* _EXERCISE_
Output exactly, please, the lines of the records below from the one containing "If you would be willing to indicate the rear" through the final line.

Collected data entries:
══════════

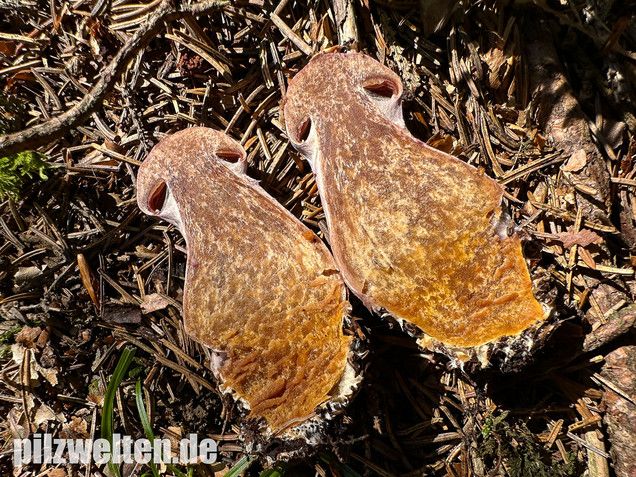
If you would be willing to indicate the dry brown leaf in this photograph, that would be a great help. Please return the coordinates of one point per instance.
(583, 238)
(27, 336)
(153, 302)
(576, 162)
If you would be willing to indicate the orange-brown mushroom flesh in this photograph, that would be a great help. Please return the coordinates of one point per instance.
(261, 289)
(411, 228)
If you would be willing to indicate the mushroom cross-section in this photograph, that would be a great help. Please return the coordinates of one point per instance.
(261, 289)
(415, 232)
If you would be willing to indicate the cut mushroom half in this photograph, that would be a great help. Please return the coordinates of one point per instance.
(261, 290)
(417, 234)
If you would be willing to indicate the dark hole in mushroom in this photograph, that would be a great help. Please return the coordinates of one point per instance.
(157, 197)
(229, 156)
(385, 89)
(303, 130)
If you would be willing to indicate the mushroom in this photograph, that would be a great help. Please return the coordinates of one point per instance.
(261, 290)
(418, 235)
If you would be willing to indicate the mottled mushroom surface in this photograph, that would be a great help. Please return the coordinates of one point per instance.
(415, 231)
(260, 288)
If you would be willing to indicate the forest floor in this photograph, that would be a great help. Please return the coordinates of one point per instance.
(538, 94)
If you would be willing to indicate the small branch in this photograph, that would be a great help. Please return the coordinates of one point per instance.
(54, 128)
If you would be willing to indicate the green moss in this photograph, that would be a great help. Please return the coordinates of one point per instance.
(16, 168)
(7, 339)
(514, 444)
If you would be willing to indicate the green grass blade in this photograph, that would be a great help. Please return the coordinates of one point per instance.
(108, 422)
(145, 422)
(240, 466)
(277, 471)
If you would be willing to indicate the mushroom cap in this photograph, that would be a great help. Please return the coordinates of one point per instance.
(417, 233)
(261, 289)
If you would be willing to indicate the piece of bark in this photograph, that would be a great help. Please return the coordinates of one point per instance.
(560, 116)
(416, 232)
(620, 415)
(345, 17)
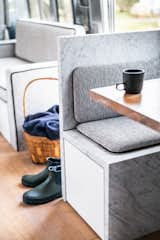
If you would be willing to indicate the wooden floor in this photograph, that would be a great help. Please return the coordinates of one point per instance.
(53, 221)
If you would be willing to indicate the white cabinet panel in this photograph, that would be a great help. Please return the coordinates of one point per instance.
(85, 187)
(4, 120)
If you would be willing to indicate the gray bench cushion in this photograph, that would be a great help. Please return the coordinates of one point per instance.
(120, 134)
(37, 41)
(85, 78)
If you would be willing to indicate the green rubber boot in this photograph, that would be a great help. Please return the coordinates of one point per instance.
(47, 191)
(36, 179)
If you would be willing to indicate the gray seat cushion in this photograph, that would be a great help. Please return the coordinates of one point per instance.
(36, 41)
(120, 134)
(85, 78)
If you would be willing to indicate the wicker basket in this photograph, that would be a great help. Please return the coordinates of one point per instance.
(40, 147)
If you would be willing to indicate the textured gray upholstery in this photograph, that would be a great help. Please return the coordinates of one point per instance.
(85, 78)
(120, 134)
(37, 41)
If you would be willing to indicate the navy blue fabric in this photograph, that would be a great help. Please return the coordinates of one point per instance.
(44, 124)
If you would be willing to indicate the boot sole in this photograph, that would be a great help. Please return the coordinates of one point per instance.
(41, 201)
(26, 184)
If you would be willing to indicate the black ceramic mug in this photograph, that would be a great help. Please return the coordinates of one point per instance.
(132, 81)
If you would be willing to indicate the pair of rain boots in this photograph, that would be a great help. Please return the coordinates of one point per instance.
(46, 184)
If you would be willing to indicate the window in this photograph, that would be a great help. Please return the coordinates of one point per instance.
(133, 15)
(65, 11)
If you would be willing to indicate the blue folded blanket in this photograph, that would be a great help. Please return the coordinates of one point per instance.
(44, 124)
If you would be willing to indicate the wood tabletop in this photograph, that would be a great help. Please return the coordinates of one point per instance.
(144, 107)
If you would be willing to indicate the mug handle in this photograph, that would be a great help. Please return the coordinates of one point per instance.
(118, 84)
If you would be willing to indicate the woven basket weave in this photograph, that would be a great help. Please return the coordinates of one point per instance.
(40, 147)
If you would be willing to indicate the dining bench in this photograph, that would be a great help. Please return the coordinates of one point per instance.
(111, 164)
(33, 54)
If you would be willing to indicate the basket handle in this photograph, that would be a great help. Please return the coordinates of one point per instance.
(28, 85)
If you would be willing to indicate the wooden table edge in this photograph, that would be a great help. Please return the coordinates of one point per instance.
(124, 110)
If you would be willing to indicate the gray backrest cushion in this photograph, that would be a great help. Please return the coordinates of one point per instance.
(86, 78)
(37, 41)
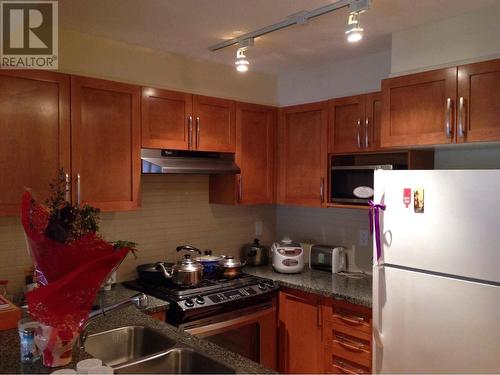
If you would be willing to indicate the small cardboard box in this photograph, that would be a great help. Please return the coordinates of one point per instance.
(9, 314)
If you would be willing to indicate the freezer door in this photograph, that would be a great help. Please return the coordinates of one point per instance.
(458, 232)
(432, 324)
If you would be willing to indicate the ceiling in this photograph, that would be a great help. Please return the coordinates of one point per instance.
(189, 27)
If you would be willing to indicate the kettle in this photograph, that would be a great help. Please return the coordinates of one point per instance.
(255, 254)
(339, 259)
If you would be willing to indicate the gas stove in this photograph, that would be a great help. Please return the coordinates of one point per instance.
(213, 297)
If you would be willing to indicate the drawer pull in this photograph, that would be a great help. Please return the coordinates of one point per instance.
(349, 369)
(356, 320)
(349, 344)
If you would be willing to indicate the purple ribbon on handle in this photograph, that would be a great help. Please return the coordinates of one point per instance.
(374, 215)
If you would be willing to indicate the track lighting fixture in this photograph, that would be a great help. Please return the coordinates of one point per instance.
(354, 30)
(241, 61)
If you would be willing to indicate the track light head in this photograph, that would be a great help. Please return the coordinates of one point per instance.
(354, 30)
(241, 61)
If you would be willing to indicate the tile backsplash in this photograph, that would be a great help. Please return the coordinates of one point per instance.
(175, 211)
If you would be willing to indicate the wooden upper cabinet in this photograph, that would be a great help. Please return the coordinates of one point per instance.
(478, 103)
(35, 134)
(373, 121)
(167, 120)
(346, 125)
(255, 134)
(215, 124)
(418, 109)
(300, 333)
(354, 123)
(255, 128)
(302, 144)
(106, 132)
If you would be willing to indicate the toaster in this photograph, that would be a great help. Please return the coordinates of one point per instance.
(328, 258)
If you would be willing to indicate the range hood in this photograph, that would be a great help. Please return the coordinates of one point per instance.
(188, 162)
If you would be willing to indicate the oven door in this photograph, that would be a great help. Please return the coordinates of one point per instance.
(250, 332)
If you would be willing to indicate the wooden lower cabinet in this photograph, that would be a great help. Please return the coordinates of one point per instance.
(300, 333)
(322, 335)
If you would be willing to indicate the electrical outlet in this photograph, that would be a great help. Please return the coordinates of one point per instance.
(258, 228)
(363, 237)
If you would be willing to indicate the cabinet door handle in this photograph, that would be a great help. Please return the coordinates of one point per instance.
(447, 125)
(240, 189)
(349, 369)
(322, 190)
(356, 320)
(197, 132)
(66, 193)
(358, 136)
(461, 128)
(366, 133)
(190, 132)
(78, 189)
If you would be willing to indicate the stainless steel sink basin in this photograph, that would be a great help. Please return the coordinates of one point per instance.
(126, 344)
(176, 361)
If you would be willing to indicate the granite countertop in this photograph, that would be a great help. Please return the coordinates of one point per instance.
(9, 340)
(357, 291)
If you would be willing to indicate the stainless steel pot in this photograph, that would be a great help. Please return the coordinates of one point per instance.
(230, 268)
(185, 273)
(255, 254)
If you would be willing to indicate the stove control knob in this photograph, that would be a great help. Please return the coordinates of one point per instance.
(200, 300)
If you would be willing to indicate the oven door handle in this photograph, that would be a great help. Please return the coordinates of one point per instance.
(219, 327)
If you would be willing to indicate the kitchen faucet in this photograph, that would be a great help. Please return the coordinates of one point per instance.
(139, 300)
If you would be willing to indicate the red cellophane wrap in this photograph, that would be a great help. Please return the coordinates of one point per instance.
(70, 275)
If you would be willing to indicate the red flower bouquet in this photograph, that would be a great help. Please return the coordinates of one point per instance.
(71, 262)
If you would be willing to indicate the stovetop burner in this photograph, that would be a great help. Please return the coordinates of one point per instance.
(168, 290)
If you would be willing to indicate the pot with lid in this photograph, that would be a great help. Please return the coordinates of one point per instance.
(255, 254)
(229, 267)
(185, 273)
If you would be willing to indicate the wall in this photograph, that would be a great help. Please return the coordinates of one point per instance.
(103, 58)
(174, 211)
(466, 38)
(327, 226)
(341, 78)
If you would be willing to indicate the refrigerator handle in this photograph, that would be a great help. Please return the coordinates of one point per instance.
(378, 272)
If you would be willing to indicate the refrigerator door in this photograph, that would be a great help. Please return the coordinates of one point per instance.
(432, 324)
(458, 232)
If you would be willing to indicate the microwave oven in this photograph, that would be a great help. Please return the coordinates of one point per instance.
(354, 184)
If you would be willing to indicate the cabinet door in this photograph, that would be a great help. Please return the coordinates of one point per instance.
(373, 121)
(418, 109)
(166, 119)
(35, 134)
(215, 125)
(255, 127)
(302, 147)
(106, 143)
(478, 107)
(347, 124)
(300, 333)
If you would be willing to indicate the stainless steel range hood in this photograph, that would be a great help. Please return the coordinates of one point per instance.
(188, 162)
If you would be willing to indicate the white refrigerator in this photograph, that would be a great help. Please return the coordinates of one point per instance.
(436, 284)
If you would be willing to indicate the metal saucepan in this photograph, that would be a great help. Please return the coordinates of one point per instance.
(230, 268)
(209, 262)
(185, 273)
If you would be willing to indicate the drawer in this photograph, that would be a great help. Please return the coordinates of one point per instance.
(352, 320)
(341, 366)
(352, 349)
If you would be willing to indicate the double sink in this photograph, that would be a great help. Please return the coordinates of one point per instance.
(137, 349)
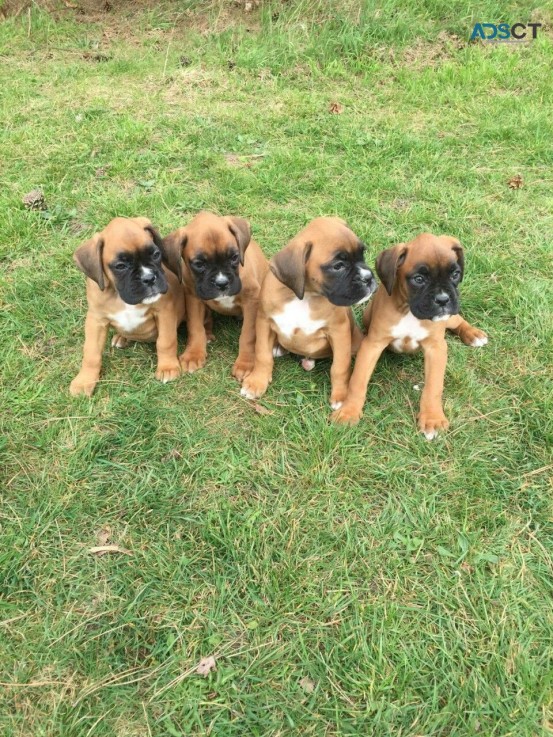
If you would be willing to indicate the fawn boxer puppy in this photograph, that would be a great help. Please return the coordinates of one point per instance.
(130, 289)
(224, 270)
(305, 304)
(417, 300)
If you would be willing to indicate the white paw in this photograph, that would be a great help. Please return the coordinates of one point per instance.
(119, 342)
(279, 351)
(479, 342)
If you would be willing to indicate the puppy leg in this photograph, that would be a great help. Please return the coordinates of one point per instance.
(96, 331)
(246, 345)
(168, 366)
(467, 332)
(255, 384)
(431, 415)
(352, 409)
(340, 341)
(195, 354)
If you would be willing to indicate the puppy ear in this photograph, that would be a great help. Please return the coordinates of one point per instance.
(241, 230)
(171, 249)
(88, 258)
(460, 253)
(289, 266)
(387, 264)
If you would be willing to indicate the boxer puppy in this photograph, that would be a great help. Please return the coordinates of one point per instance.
(415, 304)
(224, 270)
(130, 289)
(305, 304)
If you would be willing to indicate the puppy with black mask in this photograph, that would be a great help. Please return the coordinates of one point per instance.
(305, 304)
(223, 271)
(132, 287)
(415, 304)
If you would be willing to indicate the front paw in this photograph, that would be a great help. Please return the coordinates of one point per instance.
(168, 372)
(431, 422)
(254, 386)
(243, 366)
(347, 414)
(192, 360)
(82, 384)
(338, 397)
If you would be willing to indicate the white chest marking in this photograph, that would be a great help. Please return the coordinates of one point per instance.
(129, 318)
(410, 328)
(227, 303)
(296, 315)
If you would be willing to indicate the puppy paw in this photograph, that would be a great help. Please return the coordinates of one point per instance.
(242, 368)
(346, 415)
(254, 387)
(191, 361)
(168, 372)
(118, 341)
(431, 422)
(82, 385)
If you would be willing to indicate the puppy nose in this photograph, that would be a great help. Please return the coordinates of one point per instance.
(148, 279)
(441, 299)
(221, 281)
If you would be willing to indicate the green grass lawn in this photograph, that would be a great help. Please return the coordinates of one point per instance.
(348, 581)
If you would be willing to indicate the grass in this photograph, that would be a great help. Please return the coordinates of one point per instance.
(348, 581)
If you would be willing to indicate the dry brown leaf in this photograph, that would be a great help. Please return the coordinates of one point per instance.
(103, 549)
(206, 665)
(103, 535)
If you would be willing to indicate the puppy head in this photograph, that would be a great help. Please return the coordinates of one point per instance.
(127, 256)
(325, 258)
(213, 249)
(425, 273)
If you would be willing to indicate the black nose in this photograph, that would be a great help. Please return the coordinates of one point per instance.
(442, 299)
(148, 279)
(221, 281)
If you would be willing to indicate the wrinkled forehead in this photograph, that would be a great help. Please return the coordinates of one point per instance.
(209, 242)
(434, 251)
(126, 237)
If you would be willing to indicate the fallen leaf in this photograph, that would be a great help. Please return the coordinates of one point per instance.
(261, 410)
(206, 665)
(103, 535)
(103, 549)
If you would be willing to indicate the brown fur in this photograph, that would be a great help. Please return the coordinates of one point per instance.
(161, 318)
(295, 273)
(389, 306)
(208, 234)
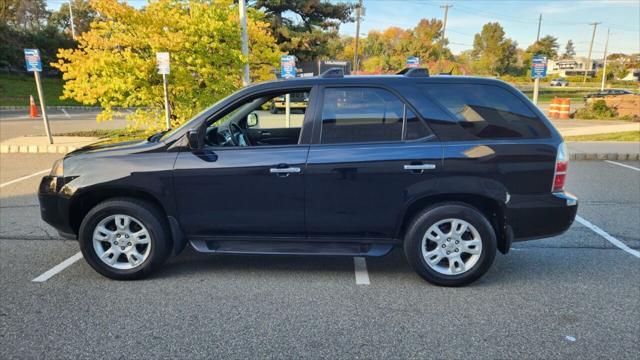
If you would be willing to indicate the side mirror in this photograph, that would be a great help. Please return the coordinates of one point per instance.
(252, 119)
(193, 139)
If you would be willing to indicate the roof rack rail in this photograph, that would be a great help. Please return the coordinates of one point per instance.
(333, 73)
(414, 72)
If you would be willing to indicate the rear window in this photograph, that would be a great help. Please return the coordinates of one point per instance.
(487, 111)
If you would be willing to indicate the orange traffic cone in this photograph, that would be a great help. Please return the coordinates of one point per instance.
(33, 110)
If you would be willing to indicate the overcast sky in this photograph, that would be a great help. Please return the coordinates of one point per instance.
(564, 19)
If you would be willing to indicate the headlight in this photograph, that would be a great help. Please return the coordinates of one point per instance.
(57, 169)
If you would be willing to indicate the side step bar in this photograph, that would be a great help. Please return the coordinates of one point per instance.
(267, 247)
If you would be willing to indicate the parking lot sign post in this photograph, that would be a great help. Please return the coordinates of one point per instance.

══════════

* _EXERCISE RESPONSE_
If you would be willing to indicate the rear window in this photograph, that would be a great help. Please return the coordinates of one point per instance.
(487, 111)
If you would be willing to indicate the orange traffic cone in this photograph, that would be a great help. Please return the coordinates of one point per instance.
(33, 110)
If you would be willing to indicate the overcast sky in this photograph, that would be a great help. Please return the coordinates of one point per instance.
(564, 19)
If you would be willing to indicate the headlight in this photograph, that would be a great help. Please return the coordinates of one point per instance.
(57, 169)
If you would be willing to indicate the side step bar in this photograph, that would be a great help. Please return the coordinates of one point per instance.
(267, 247)
If you would be willing to indicate the parking lot sign post in this photograph, that would be a great help. Please return the coordinates of one point per instance.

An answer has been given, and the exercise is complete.